• Assigned task: Would you transcribe the line that holds "sample | (47,48)", plus every line beneath it through the end of the data, exactly and with nothing added?

· · ·

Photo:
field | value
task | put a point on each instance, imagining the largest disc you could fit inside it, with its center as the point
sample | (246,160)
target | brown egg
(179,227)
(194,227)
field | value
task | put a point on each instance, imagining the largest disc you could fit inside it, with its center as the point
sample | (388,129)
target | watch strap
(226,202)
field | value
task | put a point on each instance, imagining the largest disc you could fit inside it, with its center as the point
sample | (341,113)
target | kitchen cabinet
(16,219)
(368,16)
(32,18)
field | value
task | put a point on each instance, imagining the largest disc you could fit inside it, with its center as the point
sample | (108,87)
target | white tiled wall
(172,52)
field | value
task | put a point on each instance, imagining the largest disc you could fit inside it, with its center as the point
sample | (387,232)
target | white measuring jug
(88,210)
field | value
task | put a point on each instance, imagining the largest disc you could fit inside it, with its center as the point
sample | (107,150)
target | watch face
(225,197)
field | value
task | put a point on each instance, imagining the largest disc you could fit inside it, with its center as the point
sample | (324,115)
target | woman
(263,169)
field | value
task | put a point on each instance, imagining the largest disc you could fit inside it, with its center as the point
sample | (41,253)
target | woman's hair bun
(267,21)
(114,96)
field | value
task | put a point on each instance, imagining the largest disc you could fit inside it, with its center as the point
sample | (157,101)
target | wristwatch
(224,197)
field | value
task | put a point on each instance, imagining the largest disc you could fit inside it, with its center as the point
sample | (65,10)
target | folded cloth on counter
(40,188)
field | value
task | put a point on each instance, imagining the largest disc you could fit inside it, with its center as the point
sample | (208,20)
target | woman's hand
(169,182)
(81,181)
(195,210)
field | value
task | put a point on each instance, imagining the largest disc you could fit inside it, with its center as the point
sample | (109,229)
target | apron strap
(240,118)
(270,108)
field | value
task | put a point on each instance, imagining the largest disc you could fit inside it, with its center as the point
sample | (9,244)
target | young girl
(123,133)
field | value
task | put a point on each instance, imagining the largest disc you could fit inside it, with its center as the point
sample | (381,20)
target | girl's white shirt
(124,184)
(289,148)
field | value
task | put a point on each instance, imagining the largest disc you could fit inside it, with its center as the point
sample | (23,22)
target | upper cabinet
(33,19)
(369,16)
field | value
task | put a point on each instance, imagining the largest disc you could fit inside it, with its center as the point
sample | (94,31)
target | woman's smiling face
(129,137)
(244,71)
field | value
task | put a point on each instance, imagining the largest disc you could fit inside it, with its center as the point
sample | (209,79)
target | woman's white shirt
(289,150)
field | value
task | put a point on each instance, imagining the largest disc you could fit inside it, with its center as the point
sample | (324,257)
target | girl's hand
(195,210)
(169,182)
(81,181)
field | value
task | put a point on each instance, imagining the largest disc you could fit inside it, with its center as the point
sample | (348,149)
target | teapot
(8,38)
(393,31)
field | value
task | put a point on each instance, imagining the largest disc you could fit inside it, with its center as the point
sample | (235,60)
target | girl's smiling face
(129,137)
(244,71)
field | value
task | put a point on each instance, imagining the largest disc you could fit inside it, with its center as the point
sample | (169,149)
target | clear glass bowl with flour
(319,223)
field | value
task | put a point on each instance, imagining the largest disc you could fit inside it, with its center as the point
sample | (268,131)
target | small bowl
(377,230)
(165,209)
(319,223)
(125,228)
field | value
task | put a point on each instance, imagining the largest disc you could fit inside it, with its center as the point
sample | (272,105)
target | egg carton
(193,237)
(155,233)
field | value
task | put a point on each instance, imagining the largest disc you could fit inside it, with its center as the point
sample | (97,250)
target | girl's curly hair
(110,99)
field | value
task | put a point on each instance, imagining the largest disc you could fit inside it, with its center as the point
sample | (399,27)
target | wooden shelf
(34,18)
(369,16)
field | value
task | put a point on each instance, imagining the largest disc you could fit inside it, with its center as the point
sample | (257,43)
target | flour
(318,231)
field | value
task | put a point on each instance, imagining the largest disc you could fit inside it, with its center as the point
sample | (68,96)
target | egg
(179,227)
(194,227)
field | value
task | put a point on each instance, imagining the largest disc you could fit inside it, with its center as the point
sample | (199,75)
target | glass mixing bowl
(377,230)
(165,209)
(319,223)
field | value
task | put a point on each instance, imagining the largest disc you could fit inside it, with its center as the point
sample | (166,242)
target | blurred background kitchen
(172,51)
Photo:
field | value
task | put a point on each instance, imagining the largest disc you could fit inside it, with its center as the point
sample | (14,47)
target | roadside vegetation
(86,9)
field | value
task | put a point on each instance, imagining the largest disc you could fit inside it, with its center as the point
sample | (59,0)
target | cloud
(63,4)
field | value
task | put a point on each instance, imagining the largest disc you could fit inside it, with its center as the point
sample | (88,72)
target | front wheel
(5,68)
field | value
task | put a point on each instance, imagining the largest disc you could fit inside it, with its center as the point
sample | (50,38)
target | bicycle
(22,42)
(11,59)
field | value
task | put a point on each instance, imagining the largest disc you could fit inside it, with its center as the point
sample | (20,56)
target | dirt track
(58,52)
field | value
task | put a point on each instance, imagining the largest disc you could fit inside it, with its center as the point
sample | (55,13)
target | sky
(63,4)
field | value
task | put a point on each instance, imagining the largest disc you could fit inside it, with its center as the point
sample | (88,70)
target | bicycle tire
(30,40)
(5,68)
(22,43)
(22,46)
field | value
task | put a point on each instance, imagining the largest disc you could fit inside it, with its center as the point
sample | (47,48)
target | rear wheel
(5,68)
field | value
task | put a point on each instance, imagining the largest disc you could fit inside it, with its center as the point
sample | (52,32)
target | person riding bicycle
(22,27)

· · ·

• Solution:
sample | (47,48)
target | rear wheel
(5,68)
field | value
task | put a point on each instance, imagining the largest disc you could fit inside it, with its center as the point
sample | (52,32)
target | person riding bicycle
(22,27)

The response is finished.